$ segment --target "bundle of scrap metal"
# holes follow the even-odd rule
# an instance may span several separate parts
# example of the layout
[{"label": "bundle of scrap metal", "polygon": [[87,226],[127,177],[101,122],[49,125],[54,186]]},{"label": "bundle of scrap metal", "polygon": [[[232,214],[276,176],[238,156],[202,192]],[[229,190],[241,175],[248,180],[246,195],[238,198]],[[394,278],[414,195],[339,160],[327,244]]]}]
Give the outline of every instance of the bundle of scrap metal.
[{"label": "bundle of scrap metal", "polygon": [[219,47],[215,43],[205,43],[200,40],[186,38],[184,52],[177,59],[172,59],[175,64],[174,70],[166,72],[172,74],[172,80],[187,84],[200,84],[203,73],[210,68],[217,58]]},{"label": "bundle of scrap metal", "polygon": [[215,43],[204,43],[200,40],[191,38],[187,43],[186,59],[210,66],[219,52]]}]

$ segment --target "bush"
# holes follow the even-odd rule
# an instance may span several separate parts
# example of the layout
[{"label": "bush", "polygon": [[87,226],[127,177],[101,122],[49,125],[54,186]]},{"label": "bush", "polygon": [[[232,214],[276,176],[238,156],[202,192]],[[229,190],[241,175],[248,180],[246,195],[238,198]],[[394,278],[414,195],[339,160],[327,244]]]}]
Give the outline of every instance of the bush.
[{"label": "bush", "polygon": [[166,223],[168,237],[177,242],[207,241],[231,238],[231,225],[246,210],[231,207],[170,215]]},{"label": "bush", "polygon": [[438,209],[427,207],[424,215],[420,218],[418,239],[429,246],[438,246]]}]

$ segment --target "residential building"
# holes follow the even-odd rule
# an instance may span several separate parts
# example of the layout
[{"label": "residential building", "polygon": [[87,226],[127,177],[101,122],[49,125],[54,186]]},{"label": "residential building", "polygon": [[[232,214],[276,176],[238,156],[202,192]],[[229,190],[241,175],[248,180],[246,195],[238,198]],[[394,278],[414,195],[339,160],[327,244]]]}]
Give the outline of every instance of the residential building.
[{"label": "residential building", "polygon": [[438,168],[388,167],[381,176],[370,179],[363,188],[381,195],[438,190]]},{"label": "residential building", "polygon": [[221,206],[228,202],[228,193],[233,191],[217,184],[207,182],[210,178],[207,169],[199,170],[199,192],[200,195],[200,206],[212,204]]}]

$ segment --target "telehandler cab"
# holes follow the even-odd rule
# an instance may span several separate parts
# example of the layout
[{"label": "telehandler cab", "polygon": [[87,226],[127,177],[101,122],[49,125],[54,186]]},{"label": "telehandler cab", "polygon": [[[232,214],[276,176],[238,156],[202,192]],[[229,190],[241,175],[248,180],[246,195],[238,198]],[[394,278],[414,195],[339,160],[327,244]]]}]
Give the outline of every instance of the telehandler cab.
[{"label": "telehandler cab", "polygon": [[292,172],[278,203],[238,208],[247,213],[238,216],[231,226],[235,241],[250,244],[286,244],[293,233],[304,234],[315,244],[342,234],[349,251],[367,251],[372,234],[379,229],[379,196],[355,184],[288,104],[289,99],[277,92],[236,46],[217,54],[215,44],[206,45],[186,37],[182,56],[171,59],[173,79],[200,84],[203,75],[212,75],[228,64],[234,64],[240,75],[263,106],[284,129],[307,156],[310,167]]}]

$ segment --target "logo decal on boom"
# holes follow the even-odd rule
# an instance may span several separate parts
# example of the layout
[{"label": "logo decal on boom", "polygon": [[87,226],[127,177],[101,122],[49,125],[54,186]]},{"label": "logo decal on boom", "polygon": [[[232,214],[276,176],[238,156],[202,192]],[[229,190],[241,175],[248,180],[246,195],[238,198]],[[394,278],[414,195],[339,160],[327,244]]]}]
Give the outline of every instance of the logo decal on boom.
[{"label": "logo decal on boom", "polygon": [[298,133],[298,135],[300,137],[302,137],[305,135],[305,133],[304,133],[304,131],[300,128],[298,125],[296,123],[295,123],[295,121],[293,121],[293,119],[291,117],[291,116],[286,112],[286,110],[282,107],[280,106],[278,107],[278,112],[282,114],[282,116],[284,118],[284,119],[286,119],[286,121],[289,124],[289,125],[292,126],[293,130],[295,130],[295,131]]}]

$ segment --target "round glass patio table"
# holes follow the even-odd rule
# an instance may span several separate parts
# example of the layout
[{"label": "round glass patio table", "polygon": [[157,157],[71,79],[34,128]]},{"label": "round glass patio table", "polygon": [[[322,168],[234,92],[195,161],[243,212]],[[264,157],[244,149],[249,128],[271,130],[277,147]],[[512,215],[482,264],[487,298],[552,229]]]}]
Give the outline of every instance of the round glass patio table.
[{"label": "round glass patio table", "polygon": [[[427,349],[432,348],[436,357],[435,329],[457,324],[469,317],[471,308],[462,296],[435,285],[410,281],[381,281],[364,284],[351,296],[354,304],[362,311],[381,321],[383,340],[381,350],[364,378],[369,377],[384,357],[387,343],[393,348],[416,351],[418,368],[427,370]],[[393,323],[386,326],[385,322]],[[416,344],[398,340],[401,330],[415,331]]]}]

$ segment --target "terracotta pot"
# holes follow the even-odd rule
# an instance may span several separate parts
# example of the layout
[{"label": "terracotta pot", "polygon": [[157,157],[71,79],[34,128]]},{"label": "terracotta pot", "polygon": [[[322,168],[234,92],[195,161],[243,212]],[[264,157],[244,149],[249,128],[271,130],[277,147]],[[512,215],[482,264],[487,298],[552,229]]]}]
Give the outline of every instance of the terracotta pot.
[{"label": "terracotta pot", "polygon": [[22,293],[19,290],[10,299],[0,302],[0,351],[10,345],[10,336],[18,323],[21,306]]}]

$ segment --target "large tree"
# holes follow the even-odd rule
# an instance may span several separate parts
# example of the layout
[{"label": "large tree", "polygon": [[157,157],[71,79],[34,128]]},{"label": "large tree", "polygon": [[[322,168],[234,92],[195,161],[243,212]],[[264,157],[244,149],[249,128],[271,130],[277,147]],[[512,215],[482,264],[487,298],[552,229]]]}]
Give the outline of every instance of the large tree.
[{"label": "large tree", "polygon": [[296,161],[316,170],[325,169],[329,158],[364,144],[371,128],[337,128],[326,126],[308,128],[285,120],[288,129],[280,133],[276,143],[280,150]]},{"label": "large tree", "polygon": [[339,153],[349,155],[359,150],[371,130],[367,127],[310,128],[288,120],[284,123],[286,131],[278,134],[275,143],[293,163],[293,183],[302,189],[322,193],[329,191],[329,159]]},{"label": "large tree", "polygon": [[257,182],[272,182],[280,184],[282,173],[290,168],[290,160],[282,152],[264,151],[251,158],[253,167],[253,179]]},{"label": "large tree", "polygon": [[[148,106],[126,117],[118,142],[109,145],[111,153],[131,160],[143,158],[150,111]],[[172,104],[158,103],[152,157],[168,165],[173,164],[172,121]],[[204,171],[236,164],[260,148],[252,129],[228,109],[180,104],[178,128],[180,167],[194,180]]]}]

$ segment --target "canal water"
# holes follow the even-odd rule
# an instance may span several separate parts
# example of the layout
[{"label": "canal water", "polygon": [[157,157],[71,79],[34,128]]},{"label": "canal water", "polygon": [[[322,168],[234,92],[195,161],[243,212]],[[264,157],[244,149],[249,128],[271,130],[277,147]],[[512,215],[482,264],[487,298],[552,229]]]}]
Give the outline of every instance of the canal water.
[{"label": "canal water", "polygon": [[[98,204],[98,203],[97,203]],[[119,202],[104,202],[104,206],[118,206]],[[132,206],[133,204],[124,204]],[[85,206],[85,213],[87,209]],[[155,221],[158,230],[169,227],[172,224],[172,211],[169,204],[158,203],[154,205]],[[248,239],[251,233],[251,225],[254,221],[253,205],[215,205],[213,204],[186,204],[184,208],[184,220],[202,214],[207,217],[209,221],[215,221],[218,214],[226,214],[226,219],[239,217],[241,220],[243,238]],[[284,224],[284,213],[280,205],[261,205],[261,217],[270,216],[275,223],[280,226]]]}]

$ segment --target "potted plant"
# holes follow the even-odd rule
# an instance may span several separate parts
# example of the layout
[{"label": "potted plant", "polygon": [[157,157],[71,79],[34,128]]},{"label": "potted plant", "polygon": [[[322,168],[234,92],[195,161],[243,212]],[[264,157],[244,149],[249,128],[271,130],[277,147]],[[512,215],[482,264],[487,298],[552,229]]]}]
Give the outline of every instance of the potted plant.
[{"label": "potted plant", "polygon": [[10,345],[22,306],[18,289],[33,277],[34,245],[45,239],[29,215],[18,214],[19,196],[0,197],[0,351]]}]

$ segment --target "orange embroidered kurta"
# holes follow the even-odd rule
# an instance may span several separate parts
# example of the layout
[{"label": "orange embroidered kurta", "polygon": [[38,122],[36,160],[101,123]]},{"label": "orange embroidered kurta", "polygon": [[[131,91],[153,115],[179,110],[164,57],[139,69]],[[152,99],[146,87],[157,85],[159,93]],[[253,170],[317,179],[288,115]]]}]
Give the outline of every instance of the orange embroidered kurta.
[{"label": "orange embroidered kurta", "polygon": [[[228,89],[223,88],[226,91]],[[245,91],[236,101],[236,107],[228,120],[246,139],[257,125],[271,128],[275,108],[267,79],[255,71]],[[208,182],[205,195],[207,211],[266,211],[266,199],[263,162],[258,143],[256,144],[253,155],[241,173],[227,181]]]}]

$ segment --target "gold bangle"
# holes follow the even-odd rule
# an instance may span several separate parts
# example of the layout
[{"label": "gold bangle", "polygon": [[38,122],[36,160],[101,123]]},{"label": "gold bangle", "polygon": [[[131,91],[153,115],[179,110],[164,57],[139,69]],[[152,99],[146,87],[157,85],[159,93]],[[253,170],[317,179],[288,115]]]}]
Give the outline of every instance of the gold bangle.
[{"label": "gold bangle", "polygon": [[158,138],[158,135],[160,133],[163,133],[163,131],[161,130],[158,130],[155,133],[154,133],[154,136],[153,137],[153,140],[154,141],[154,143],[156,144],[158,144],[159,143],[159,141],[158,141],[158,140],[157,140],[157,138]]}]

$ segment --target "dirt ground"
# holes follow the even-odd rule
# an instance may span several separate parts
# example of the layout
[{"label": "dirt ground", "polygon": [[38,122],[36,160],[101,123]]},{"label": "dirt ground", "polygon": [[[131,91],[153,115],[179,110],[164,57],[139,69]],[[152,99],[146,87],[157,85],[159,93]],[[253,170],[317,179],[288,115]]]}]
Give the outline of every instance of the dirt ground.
::::
> **What is asked**:
Rewrite the data from its first line through the line holding "Give the outline of every instance of the bundle", inclusive, with every "layout" changed to "format" and nothing else altered.

> **Written solution**:
$ segment --target "bundle of scrap metal"
# holes follow the even-odd rule
# an instance may span several separate parts
# example of the format
[{"label": "bundle of scrap metal", "polygon": [[87,226],[127,177],[101,122],[49,125],[54,186]]},{"label": "bundle of scrap metal", "polygon": [[[232,214],[276,176],[238,156],[202,192]],[[229,190],[241,175],[248,180],[246,195],[238,198]],[[394,278],[414,195],[339,160],[327,244]]]}]
Give the outline of every instance of the bundle of scrap metal.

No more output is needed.